## Tekstfragment
=======
Een omgevingsvergunning voor het uitvoeren van werken, geen bouwwerk zijnde, of van werkzaamheden wordt uitsluitend verleend indien een rapport beschikbaar is van een archeologisch deskundige waarin naar het oordeel van het bevoegd gezag de verwachte archeologische waarde van de dieper dan 18 meter beneden NAP te verstoren ongeroerde bodem in voldoende mate is vastgesteld.

21.3.3 Voorschriften

In het belang van de archeologische monumentenzorg kunnen aan een omgevingsvergunning als bedoeld in artikel 21.3.1 de voorwaarden worden verbonden, genoemd in artikel 21.2.2, voor zover het de (verstoring van) ongeroerde bodem dieper dan 18 meter beneden NAP betreft.

21.3.4 Uitzondering

Het bepaalde in artikel 21.3.1 is niet van toepassing op onderhoud-, beheer- en herstelwerken en -werkzaamheden het aanbrengen en verwijderen van beplanting en bestaande weg- en leidingcunetten.

Artikel 22 Waarde - Archeologie 4

22.1 Bestemmingsomschrijving

De voor 'Waarde - Archeologie - 4' aangewezen gronden zijn, naast de andere daar geldende bestemmingen, mede bestemd voor het behoud van de oorspronkelijke archeologische waarden.

22.2 Bouwregels
22.2.1 Deskundigenrapport

Een omgevingsvergunning voor het bouwen van een bouwwerk met een oppervlakte van meer dan 200 m2 dieper dan de onderwaterbodem in het watergedeelte wordt uitsluitend verleend indien een rapport beschikbaar is van een archeologisch deskundige waarin naar het oordeel van het bevoegd gezag de verwachte archeologische waarde van de te verstoren ongeroerde waterbodem in voldoende mate is vastgesteld.
=======
## Aangeleverde gegevens
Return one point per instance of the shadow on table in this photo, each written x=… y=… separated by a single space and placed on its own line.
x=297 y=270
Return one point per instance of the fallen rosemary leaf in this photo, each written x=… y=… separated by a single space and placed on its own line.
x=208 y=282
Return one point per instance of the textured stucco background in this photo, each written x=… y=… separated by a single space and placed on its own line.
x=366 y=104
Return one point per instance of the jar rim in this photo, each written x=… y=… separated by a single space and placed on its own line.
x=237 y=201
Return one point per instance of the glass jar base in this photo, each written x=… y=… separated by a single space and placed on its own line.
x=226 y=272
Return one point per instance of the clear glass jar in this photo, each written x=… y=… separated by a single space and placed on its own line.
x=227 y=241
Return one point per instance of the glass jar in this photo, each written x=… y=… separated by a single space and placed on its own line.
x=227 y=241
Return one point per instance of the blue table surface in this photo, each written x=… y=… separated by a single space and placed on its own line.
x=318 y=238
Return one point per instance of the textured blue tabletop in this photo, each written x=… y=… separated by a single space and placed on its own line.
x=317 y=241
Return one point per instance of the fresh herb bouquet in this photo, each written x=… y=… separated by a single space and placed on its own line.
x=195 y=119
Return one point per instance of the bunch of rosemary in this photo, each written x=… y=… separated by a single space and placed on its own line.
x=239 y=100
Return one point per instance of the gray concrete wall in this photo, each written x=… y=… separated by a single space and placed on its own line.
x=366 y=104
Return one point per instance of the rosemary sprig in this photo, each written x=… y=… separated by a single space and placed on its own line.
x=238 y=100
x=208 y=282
=======
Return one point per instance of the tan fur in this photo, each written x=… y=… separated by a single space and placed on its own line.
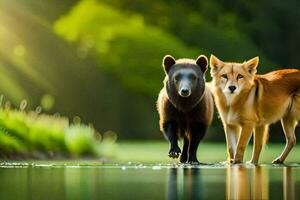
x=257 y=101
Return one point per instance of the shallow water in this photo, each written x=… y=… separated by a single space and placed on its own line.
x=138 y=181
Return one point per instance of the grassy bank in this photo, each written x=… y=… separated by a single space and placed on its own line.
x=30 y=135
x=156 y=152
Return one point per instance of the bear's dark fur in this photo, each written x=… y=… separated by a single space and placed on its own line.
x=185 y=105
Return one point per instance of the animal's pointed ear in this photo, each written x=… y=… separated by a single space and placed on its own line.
=======
## Uit te voeren
1. Schrijf uit de regels over archeologische waarden het stuk over tussen "In het belang" en "beneden NAP betreft.", beide inbegrepen.
2. Hoe gaan de regels over archeologische waarden verder? Schrijf het vervolg na de laatste zin.
De lijsten hierboven zijn afkomstig uit een andere bron.

## Antwoorden
1.
In het belang van de archeologische monumentenzorg kunnen aan een omgevingsvergunning als bedoeld in artikel 21.3.1 de voorwaarden worden verbonden, genoemd in artikel 21.2.2, voor zover het de (verstoring van) ongeroerde bodem dieper dan 18 meter beneden NAP betreft.

2.
22.2.2 Voorschriften

In het belang van de archeologische monumentenzorg kunnen aan een omgevingsvergunning als bedoeld in artikel 22.2.1 de in artikel 21.2.2 vermelde voorwaarden worden verbonden, voor zover het de verstoring van ongeroerde waterbodem betreft.

22.2.3 Uitzondering

Het bepaalde in artikel 22.2.1 is niet van toepassing op onderhouds-, beheer- en herstelwerken en- werkzaamheden niet voor het op huidige diepte handhaven van waterbodems en evenmin voor bestaande leidingcunetten.

22.3 Omgevingsvergunning voor het uitvoeren van werken, geen bouwwerk zijnde, of van werkzaamheden
22.3.1 Verbod

In het belang van de archeologische monumentenzorg is het verboden zonder of in afwijking van een omgevingsvergunning de onderstaande werken of werkzaamheden dieper dan de onderwaterbodem in het watergedeelte uit te voeren, voor zover die in verticale projectie een oppervlak van meer dan 200 m2 beslaan:

  • a. grondbewerkingen (van welke aard dan ook);
  • b. het in de bodem drijven of boren van voorwerpen;
  • c. het wijzigen van het bodemniveau door ontgraven of afgraven, met inbegrip van sleuven en watergangen.

22.3.2 Deskundigenrapport

Een omgevingsvergunning voor het uitvoeren van werken, geen bouwwerk zijnde, of werkzaamheden wordt uitsluitend verleend indien een rapport beschikbaar is van een archeologisch deskundige waarin naar het oordeel van het bevoegd gezag de verwachte archeologische waarde van de te verstoren ongeroerde onderwaterbodem in voldoende mate is vastgesteld.

22.3.3 Voorschriften

In het belang van de archeologische monumentenzorg kunnen aan een omgevingsvergunning als bedoeld in artikel 22.3.1, de in artikel 21.2.2, genoemde voorwaarden worden verbonden, voor zover het de verstoring van ongeroerde waterbodem betreft.

22.3.4 Uitzondering

Het bepaalde in artikel 22.3.1 is niet van toepassing op onderhoud-, beheer- en herstelwerken en- werkzaamheden, niet voor het op huidige diepte handhaven van waterbodems en evenmin voor bestaande leidingcunetten.

Artikel 23 Waterstaat - Waterkering

23.1 Bestemmingsomschrijving

De voor 'Waterstaat - Waterkering' aangewezen gronden zijn, behalve de daar voorkomende bestemmingen, mede bestemd voor een waterkering.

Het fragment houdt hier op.